### What you will do
Every entry that follows is to be duplicated exactly.

Stored entries
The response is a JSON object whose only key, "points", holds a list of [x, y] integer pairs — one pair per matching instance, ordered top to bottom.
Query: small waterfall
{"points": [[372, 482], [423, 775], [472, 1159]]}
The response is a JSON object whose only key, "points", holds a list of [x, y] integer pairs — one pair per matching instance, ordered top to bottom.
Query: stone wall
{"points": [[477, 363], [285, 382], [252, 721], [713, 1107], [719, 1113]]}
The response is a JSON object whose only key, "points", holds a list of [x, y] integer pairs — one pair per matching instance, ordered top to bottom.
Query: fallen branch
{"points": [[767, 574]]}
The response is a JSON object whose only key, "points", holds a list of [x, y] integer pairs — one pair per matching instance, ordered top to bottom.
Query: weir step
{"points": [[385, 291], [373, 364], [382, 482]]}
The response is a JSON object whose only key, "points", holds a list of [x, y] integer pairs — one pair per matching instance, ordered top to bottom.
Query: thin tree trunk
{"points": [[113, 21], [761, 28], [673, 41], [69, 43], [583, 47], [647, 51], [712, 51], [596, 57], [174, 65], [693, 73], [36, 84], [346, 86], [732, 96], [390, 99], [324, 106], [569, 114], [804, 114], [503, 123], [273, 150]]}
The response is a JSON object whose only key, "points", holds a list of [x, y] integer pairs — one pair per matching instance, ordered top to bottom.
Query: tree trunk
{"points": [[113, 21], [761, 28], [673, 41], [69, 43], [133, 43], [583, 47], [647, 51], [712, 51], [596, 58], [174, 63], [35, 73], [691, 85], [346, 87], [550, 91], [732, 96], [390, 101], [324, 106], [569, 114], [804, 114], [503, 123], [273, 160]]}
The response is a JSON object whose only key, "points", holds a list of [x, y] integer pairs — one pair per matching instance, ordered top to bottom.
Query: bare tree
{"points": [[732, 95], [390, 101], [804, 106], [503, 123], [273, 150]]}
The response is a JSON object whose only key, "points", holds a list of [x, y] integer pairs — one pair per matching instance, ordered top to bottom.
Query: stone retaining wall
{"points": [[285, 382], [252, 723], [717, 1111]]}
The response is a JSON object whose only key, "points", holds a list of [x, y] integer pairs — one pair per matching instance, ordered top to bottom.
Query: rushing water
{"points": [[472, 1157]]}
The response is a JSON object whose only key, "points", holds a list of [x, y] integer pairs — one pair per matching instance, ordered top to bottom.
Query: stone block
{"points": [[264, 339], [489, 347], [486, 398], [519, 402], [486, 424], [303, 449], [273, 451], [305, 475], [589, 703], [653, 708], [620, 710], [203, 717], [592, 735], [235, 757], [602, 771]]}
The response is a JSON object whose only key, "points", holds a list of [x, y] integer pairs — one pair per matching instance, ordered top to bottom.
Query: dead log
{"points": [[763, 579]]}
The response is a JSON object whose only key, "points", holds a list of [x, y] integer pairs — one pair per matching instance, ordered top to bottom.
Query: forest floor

### Completed exercise
The response is a JSON object whose only key, "points", holds a list of [x, y] integer pairs — one pair per matching instance, ordered top to bottom.
Query: small waterfall
{"points": [[372, 482], [423, 775], [472, 1159]]}
The response is a JSON object whose only key, "points", holds a list of [x, y] integer pairs — one pair per matching instance, ordered top to bottom.
Query: stone wall
{"points": [[477, 363], [285, 382], [252, 721], [713, 1107], [719, 1113]]}
The response is a JSON object whose only key, "points", holds a list of [x, y] integer pairs — one pair per matching instance, ordered top to bottom.
Query: fallen branch
{"points": [[767, 574]]}
The response is a JSON object whose only key, "points", holds a list of [x, y] integer pairs — one pair per matching instance, ordered top to bottom.
Query: weir step
{"points": [[385, 291], [373, 364], [382, 482]]}
The response is a JSON object whose only key, "points", holds a list of [x, y] integer pairs — one pair per matching instance, ordered top to bottom.
Query: thin tree trunk
{"points": [[113, 21], [761, 28], [673, 41], [69, 43], [583, 47], [647, 51], [712, 51], [596, 57], [174, 65], [693, 73], [36, 84], [346, 86], [732, 96], [390, 99], [324, 106], [569, 114], [804, 114], [503, 123], [273, 150]]}
The response is a JSON object whose only key, "points", holds a list of [x, y] integer pairs — one pair per matching instance, ordered top to bottom.
Query: tree trunk
{"points": [[113, 21], [761, 28], [673, 41], [69, 43], [133, 43], [583, 47], [647, 51], [712, 51], [596, 58], [174, 63], [35, 73], [691, 85], [346, 87], [550, 91], [732, 96], [390, 101], [324, 106], [569, 114], [804, 114], [503, 123], [273, 160]]}
The response is a JSON object whose only key, "points", holds a list of [x, y] integer pairs — one pair per matching instance, ordered top to bottom.
Query: bare tree
{"points": [[732, 95], [390, 101], [804, 106], [503, 123], [273, 150]]}
The response is a JSON object whose only key, "points", holds a list of [x, y] integer pairs — one pair per matching instance, ordered top to bottom.
Query: stone retaining wall
{"points": [[285, 382], [252, 723], [717, 1111]]}
The response is a JSON object whose only key, "points", holds a list of [x, y] integer pairs — one pair per matching instance, ordered top to bottom.
Query: rushing water
{"points": [[472, 1157]]}
The response is a JSON object whose only key, "points", holds a list of [x, y] integer pairs — one pair per matching instance, ordered top to bottom.
Query: stone block
{"points": [[264, 339], [489, 347], [486, 398], [519, 402], [486, 424], [303, 449], [273, 451], [305, 475], [589, 703], [653, 708], [620, 710], [203, 717], [592, 735], [235, 757], [602, 771]]}
The response is a JSON object whose only key, "points", holds a list of [x, y] integer pairs — one pair per matching instance, ordered top to bottom.
Query: dead log
{"points": [[763, 579]]}
The response is a JSON object whose only key, "points", holds a list of [x, y] integer pairs — one pair per matching instance, ordered top to bottom.
Query: forest floor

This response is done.